(Stored entries)
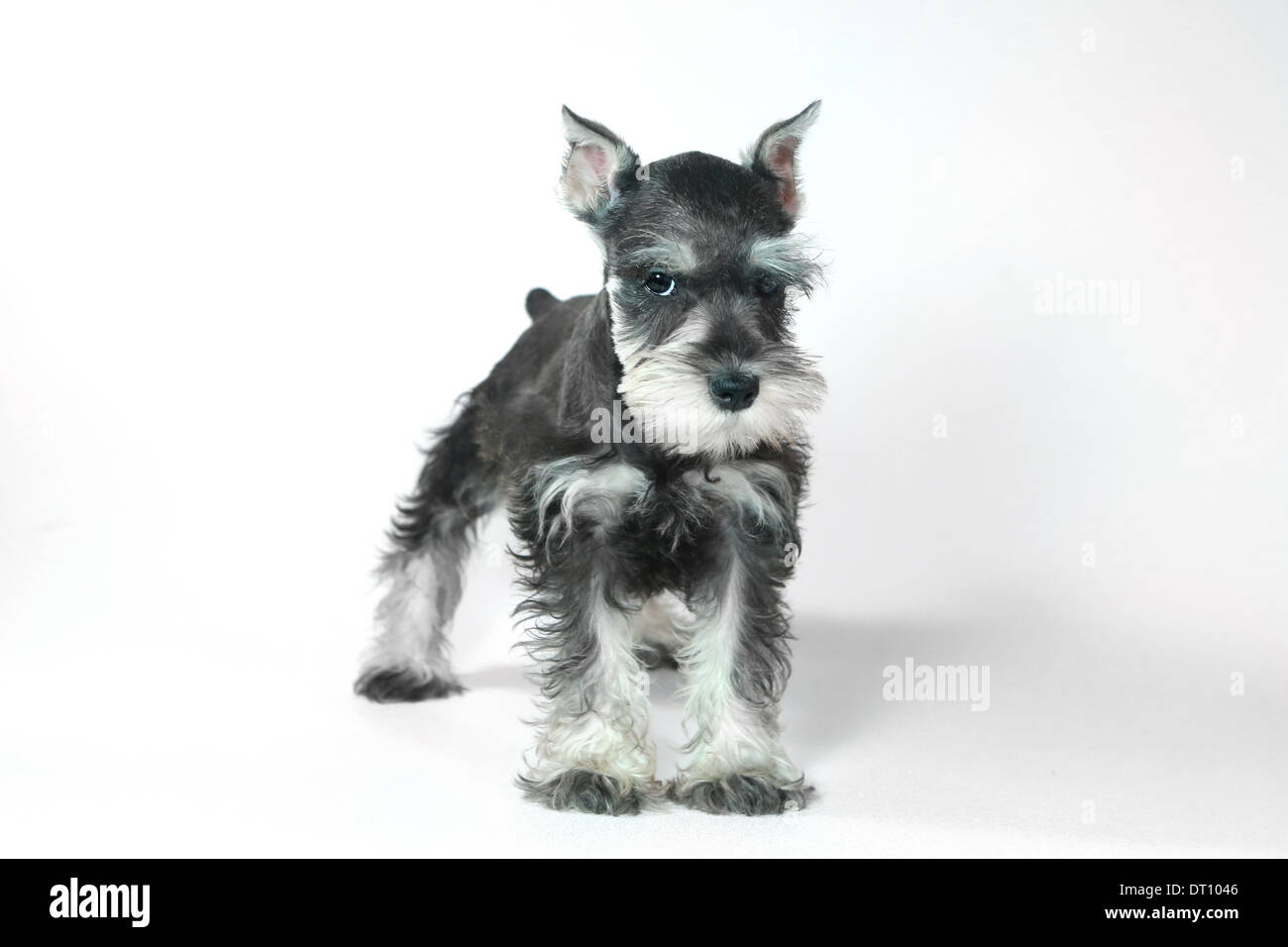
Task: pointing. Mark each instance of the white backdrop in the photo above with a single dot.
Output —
(250, 252)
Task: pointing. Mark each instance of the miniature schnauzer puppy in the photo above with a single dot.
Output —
(668, 540)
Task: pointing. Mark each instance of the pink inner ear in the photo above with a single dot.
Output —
(596, 161)
(781, 162)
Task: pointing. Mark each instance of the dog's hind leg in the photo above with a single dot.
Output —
(432, 535)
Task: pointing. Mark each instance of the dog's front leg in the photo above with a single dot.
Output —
(591, 754)
(735, 665)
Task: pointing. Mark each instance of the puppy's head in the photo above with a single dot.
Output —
(702, 269)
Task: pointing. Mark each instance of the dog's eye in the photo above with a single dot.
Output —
(660, 283)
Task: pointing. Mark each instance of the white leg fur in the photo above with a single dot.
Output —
(728, 736)
(601, 727)
(411, 634)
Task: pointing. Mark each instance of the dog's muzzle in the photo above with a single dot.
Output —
(734, 392)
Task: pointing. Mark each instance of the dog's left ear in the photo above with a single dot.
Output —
(774, 155)
(593, 166)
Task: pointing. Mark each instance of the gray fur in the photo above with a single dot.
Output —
(603, 528)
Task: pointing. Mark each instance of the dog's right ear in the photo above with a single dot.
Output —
(593, 166)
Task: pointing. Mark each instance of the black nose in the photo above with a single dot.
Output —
(734, 392)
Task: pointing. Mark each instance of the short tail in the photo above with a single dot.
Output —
(540, 302)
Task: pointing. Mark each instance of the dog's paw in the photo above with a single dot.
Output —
(402, 684)
(584, 789)
(741, 795)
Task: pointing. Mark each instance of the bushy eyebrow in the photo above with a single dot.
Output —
(790, 258)
(655, 250)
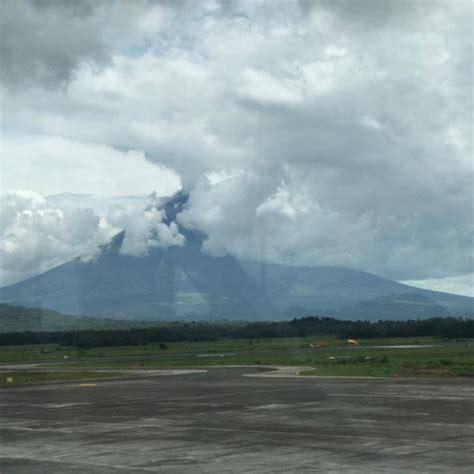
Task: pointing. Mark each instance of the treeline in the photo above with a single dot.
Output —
(190, 331)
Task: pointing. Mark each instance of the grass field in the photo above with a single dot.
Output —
(372, 357)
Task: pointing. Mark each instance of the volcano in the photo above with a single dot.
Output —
(186, 283)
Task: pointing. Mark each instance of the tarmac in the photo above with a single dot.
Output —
(223, 420)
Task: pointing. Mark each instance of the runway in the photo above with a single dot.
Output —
(222, 420)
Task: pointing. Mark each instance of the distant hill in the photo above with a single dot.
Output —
(185, 283)
(20, 319)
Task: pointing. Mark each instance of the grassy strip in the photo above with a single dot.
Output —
(449, 360)
(55, 352)
(29, 377)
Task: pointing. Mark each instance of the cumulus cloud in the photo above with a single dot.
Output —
(37, 235)
(145, 229)
(330, 132)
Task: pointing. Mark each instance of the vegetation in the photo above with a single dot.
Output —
(184, 331)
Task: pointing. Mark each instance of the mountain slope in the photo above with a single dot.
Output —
(183, 282)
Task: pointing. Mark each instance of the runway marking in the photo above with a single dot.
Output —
(383, 395)
(409, 441)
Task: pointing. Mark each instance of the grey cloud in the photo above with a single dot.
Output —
(334, 141)
(43, 42)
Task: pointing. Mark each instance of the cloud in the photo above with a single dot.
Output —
(332, 132)
(37, 235)
(145, 229)
(52, 165)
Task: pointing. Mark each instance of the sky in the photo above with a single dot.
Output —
(325, 132)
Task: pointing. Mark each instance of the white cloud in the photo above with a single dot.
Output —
(145, 229)
(37, 235)
(349, 128)
(54, 165)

Aim of the task:
Repeat only the lines between the start of the data and the line with "Task: pointing. Mark each instance of the gray", including those two lines, and skip the pictures.

Solution to the problem:
Task: pointing. Mark each instance of the white backdrop in the photo above with a single dot.
Output —
(250, 252)
Task: pointing. Mark each instance of the miniature schnauzer puppy in the photo above with a single dot.
Output —
(668, 540)
Task: pointing. Mark each instance of the pink inner ear in the photo above with a single dot.
Output —
(596, 161)
(781, 162)
Task: pointing. Mark each instance of the dog's hind leg in the photo above with a single dot.
Output —
(432, 535)
Task: pointing. Mark each instance of the dog's front leg in the photo above with a single dot.
Output —
(591, 754)
(735, 665)
Task: pointing. Mark each instance of the puppy's head in the photo above with a single dot.
Output —
(702, 269)
Task: pointing. Mark each instance of the dog's eye in the photo above with a single dot.
Output —
(660, 283)
Task: pointing. Mark each instance of the white leg fur in the photo above with a single dot.
Output —
(728, 736)
(601, 727)
(411, 634)
Task: pointing. Mark each instance of the dog's muzzle in the photo above with a single dot.
Output —
(734, 392)
Task: pointing. Mark each instance of the dog's left ear in the photo above with a single dot.
Output —
(774, 155)
(593, 166)
Task: pointing. Mark each instance of the gray fur in the photo above with a single dot.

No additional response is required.